All records below must be written out exactly, with the pictures excluded.

Material shown section start

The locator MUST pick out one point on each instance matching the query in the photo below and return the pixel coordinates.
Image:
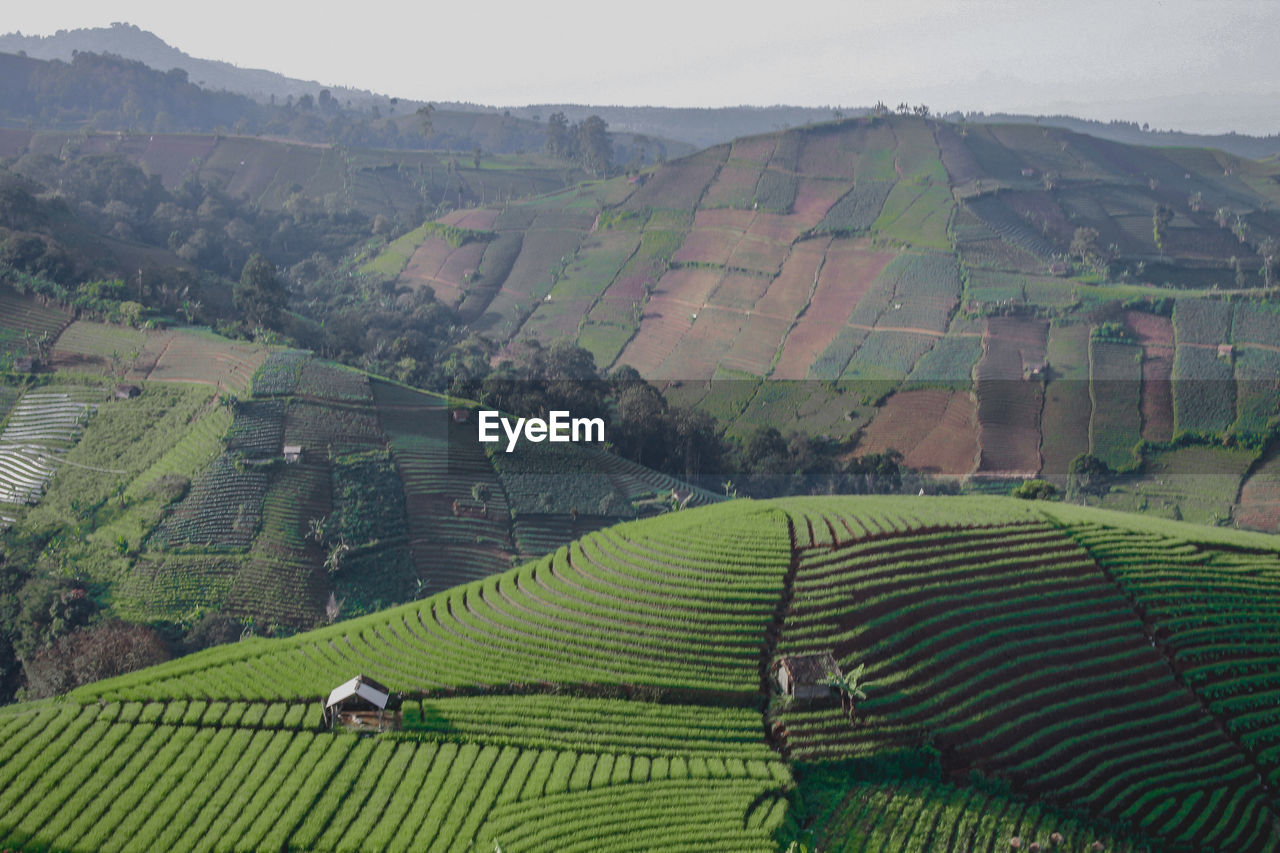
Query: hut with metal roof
(801, 675)
(360, 702)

Material shown section end

■ **Answer box**:
The locator MUST pick out one point on each instance matching the query in the photo below and return the pixel coordinates.
Image:
Query: hut with metal roof
(801, 675)
(360, 702)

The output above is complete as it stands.